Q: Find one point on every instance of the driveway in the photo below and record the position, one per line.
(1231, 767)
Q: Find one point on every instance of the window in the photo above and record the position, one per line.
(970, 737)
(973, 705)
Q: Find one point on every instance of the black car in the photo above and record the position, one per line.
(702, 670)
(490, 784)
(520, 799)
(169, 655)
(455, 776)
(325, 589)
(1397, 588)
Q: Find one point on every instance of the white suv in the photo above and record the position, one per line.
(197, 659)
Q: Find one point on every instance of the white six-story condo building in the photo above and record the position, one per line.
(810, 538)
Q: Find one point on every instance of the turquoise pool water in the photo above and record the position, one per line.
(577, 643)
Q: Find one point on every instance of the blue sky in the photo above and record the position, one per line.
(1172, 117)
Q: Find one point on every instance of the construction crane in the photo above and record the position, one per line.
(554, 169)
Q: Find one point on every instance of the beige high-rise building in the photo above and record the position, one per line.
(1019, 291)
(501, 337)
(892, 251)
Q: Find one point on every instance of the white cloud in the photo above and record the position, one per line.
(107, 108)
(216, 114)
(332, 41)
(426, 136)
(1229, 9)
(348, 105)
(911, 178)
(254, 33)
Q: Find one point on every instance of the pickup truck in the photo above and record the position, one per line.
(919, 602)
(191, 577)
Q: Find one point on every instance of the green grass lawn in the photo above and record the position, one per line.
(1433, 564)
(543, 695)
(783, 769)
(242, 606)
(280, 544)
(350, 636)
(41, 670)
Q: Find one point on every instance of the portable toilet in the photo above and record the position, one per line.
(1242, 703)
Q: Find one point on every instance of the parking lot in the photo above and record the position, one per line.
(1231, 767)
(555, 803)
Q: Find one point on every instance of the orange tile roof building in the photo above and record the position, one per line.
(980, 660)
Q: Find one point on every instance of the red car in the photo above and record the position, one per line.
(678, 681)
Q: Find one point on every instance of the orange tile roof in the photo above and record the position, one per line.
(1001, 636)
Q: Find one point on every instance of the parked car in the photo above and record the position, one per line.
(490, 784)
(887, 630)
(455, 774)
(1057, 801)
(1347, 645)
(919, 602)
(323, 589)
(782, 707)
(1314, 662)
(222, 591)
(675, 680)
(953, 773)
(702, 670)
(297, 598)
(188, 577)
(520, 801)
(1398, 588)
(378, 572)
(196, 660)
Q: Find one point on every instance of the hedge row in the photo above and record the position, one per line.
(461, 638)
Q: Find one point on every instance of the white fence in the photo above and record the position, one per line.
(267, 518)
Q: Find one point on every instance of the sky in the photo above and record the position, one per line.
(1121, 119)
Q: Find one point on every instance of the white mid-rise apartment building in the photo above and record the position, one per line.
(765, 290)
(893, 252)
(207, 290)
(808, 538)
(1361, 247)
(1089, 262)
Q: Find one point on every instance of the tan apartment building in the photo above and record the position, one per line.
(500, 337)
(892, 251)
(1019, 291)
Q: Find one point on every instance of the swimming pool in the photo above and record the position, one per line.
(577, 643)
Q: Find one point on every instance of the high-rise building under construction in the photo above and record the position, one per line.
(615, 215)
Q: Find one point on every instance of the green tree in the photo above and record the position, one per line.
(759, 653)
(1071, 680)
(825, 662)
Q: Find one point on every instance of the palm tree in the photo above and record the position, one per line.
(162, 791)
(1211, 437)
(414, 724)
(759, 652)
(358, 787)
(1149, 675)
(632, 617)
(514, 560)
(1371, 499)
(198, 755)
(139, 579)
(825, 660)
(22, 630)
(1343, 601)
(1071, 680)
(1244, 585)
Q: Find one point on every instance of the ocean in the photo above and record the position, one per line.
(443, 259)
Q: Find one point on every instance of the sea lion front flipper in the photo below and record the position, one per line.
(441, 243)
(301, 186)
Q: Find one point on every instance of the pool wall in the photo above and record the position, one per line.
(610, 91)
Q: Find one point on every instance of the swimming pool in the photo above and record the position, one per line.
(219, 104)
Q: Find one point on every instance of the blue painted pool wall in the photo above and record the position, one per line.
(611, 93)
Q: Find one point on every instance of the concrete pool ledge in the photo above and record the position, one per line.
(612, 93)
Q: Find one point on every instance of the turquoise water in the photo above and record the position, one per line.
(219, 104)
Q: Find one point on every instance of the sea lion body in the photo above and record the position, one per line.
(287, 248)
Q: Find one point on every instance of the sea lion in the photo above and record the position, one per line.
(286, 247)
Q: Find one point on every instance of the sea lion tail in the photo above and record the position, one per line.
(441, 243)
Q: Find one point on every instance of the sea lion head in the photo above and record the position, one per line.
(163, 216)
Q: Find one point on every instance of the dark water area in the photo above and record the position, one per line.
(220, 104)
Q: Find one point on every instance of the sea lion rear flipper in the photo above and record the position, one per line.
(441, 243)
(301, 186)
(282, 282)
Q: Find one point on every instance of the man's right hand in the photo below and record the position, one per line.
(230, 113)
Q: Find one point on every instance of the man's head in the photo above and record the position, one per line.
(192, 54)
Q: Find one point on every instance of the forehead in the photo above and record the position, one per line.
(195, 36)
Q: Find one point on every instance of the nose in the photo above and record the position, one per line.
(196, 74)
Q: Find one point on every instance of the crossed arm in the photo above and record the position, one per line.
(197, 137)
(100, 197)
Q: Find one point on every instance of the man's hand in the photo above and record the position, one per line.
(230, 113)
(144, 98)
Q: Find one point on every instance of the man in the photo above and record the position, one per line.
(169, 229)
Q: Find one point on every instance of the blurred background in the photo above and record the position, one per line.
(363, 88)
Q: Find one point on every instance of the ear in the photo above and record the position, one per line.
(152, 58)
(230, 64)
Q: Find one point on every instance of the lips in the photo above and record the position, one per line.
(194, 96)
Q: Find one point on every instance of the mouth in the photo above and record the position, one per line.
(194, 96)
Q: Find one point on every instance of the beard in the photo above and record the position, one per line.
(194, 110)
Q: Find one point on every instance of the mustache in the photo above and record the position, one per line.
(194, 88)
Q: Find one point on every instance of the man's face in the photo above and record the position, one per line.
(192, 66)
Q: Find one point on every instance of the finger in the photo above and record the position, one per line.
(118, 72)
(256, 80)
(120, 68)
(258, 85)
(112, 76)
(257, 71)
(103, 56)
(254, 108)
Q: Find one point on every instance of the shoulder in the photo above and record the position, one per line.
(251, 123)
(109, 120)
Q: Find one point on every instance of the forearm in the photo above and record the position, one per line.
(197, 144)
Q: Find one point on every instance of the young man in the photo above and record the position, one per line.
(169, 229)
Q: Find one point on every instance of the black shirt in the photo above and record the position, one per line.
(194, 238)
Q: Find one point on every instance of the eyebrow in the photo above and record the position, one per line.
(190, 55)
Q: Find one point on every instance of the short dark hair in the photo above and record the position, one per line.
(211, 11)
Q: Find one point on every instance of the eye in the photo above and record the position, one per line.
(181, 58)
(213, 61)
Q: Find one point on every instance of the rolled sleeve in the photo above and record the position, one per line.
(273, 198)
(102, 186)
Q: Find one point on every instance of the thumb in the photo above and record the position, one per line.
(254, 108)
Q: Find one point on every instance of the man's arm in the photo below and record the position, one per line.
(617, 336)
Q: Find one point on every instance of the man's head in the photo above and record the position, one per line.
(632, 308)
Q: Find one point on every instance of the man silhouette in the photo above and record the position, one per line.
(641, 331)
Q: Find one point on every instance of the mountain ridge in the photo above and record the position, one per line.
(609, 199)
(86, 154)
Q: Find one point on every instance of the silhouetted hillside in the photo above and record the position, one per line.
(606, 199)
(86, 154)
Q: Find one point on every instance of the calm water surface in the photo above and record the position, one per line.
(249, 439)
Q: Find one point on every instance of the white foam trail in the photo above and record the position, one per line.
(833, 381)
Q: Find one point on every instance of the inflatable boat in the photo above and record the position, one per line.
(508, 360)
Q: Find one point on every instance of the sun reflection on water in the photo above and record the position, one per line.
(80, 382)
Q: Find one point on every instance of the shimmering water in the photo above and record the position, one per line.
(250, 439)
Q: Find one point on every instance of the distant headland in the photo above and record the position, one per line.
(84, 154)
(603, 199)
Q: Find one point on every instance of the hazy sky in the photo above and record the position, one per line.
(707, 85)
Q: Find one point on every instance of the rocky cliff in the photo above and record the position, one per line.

=-=-=

Problem description => From the line with "Q: Find one point on every instance of the distant" to the last line of the material, give every line again exactly, and only those lines.

Exercise answer =>
Q: Find one point on every instance of the distant headland in the photo above and record the position, one per line.
(84, 154)
(603, 199)
Q: Find one point on every instance of the hazy sky in the photo above and record the position, one per line.
(707, 85)
Q: Find one point on every instance of the rocky cliff in the photo above and record the position, one per line.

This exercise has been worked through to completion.